Topeng Dalang Madura, menjadi bagian penting bagi kehidupan pertunjukan kesenian masyarakat Madura, khususnya di wilayah Kabupaten Sumenep. Dan sampai saat ini organisasi kesenian rakyat masih tetap bertahan, dan kerap tampil di sejumlah wilayah, baik untuk bagian dari kepentingan hajatan, rokatan maupun pertujukan secara terbuka. Selain itu, Topeng Dalang Madura ini pernah menjajal tampil di manca negara seperti Perancis, Jepang dan lainnya.
Namun sebenarnya dari mana asal lahirnya pertunjukan topeng yang unik ini?. Lontar Madura sempat berbincang dengan Akhmad Darus, atau Pak Daruk, seorang dalang yang telah banyak berkiprah dan kerap mendapat penghargaan sebagai seniman tradisi yang kreatif dan produktif.
Menurutnya, dari bentuk dan karakter pada karakter tokoh topeng sendiri, tentu tidak lepas dari kesenian tradisi masyarakat Jawa, dan tentu hasil adopsi dari kesenian wayang yang telah berkembang sebelumnya di sebagian besar wilayah Pulau Jawa.

§ Tugas dan Latihan:
1. Salin kembali bagian teks tentang Topeng Dalang Madura di antara "Namun sebenarnya dari" dan "kreatif dan produktif.", termasuk kedua batas itu, lalu ganti "berbincang" dengan "bercakap-cakap".
2. Jawab pertanyaan berikut berdasarkan teks tentang Topeng Dalang Madura.
(a) Di kabupaten mana Topeng Dalang Madura khususnya menjadi bagian penting dari kehidupan pertunjukan kesenian?
(b) Apa nama panggilan Akhmad Darus?
(c) Menurut Akhmad Darus, tokoh topeng merupakan hasil adopsi dari kesenian apa?
Materi ini berdiri sendiri dan tidak berkaitan dengan teks tentang Topeng Dalang Madura.

§ Materi yang Disediakan:
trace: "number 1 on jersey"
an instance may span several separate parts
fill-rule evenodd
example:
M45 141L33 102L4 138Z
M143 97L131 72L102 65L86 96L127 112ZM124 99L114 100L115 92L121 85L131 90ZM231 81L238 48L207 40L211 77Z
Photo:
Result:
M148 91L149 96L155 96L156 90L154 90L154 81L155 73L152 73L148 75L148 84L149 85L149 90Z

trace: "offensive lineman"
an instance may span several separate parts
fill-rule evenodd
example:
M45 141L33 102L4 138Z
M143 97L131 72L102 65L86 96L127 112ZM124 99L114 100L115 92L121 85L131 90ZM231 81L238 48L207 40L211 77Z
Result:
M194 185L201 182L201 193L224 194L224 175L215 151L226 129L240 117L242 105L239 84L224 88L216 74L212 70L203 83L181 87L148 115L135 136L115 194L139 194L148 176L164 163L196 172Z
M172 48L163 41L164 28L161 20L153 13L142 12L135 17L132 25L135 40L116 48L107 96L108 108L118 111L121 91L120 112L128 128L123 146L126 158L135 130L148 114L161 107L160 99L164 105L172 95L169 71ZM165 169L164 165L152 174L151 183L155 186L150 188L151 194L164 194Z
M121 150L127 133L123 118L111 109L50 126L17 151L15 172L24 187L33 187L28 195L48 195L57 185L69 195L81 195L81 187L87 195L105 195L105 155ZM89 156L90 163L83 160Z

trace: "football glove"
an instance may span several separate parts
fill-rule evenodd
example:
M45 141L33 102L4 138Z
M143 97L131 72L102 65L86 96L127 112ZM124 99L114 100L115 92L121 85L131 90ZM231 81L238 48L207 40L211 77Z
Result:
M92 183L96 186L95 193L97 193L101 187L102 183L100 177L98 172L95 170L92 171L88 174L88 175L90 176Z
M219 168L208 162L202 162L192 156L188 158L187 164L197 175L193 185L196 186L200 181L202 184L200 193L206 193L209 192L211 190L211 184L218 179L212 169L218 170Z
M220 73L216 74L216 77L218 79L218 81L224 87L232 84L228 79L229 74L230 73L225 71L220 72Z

§ Jawaban Tugas:
1.
Namun sebenarnya dari mana asal lahirnya pertunjukan topeng yang unik ini?. Lontar Madura sempat bercakap-cakap dengan Akhmad Darus, atau Pak Daruk, seorang dalang yang telah banyak berkiprah dan kerap mendapat penghargaan sebagai seniman tradisi yang kreatif dan produktif.

2.
(a) Kabupaten Sumenep.
(b) Pak Daruk.
(c) Kesenian wayang.